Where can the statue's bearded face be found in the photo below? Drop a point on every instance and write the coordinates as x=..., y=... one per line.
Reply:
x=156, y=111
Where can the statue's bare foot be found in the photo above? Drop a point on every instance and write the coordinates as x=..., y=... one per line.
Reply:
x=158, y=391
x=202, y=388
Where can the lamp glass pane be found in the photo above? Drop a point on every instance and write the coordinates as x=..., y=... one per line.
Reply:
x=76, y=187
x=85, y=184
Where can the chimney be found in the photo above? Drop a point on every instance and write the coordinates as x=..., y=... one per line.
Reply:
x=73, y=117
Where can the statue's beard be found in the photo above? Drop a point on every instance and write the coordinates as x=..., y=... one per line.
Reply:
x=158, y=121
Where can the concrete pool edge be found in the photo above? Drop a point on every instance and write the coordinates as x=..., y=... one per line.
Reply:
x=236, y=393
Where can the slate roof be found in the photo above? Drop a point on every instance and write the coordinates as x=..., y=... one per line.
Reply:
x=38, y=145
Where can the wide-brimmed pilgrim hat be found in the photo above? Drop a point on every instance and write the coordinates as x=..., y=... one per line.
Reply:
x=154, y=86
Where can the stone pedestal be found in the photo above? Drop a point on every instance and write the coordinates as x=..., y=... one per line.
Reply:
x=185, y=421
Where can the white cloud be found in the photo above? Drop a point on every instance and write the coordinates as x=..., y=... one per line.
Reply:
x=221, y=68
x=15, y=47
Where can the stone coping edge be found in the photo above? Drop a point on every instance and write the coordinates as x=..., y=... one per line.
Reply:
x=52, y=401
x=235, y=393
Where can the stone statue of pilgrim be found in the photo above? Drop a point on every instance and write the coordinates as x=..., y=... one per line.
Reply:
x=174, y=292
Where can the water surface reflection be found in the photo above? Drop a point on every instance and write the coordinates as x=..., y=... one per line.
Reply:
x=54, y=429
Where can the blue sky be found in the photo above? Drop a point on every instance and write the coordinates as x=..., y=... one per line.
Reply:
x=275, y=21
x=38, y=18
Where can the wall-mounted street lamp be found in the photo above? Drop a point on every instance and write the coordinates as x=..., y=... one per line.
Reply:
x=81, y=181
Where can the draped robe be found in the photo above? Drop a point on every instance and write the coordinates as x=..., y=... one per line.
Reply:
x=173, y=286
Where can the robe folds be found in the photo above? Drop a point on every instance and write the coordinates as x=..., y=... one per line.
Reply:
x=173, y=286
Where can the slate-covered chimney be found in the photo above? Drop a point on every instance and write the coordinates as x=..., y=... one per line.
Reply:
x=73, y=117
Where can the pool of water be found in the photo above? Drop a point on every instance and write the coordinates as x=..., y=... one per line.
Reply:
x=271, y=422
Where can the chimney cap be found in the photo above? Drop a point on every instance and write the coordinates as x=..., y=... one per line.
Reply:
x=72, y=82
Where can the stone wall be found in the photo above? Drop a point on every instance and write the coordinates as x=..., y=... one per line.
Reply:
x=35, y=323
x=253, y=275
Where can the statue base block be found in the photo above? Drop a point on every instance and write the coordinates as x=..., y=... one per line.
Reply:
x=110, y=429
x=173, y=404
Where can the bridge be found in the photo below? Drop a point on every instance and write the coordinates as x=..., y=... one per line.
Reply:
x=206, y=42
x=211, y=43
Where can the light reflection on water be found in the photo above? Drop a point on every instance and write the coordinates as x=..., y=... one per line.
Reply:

——

Do this:
Copy out, character for character, the lines of the records above from the line with "Where can the wide-brimmed" to the line with "x=174, y=292", both included.

Exercise output:
Where can the wide-brimmed pilgrim hat be found in the photo above? Drop a point on every instance and write the coordinates as x=..., y=... one per line.
Reply:
x=154, y=86
Where can the stone pedestal be found in the photo above? Drop a point on every instance and write the coordinates as x=..., y=... one per line.
Reply:
x=185, y=421
Where can the white cloud be found in the photo above? Drop a point on every instance and write the coordinates as x=..., y=... one per line.
Reply:
x=221, y=68
x=15, y=47
Where can the stone coping edge be found in the photo above? Drop a point on every instance and write the coordinates as x=..., y=... one per line.
Reply:
x=52, y=401
x=235, y=393
Where can the stone statue of pilgrim be found in the photo above? Drop a point on every instance and write the coordinates as x=..., y=... one per line.
Reply:
x=174, y=292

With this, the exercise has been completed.